## Excerpt from a dataset
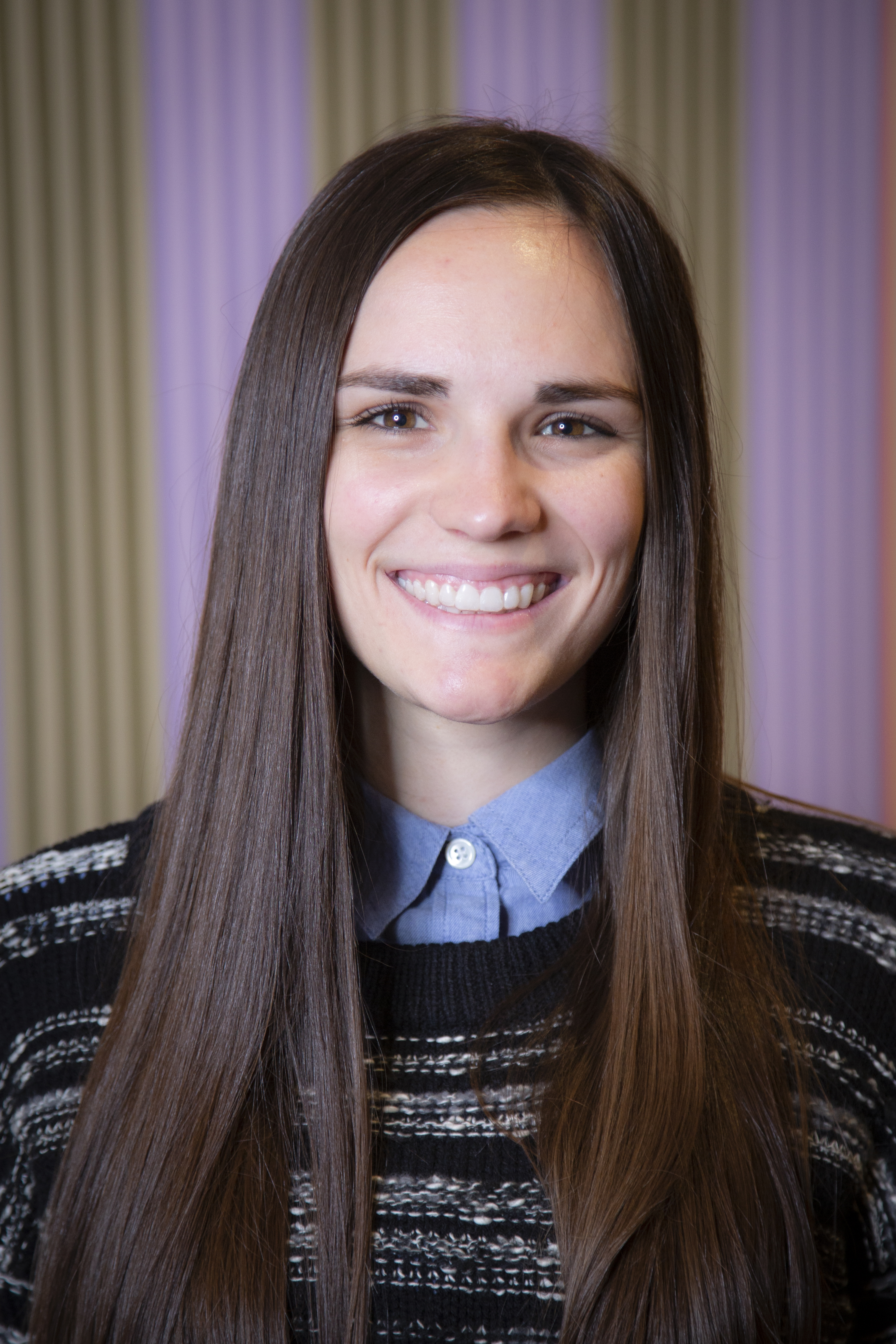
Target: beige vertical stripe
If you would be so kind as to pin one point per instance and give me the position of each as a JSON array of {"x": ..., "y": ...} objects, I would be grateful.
[
  {"x": 377, "y": 65},
  {"x": 78, "y": 601},
  {"x": 675, "y": 114}
]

## Exercise
Rewrite the records with "stripe" changed to "band" and everything else left as it is. Leave the pictures out of your answer.

## Task answer
Target: beige vertical band
If you would be so kind as to pin one point per instance and give me the position of each as a JSON array of {"x": ..., "y": ...} objects, I would be grateful.
[
  {"x": 377, "y": 65},
  {"x": 78, "y": 601},
  {"x": 675, "y": 114}
]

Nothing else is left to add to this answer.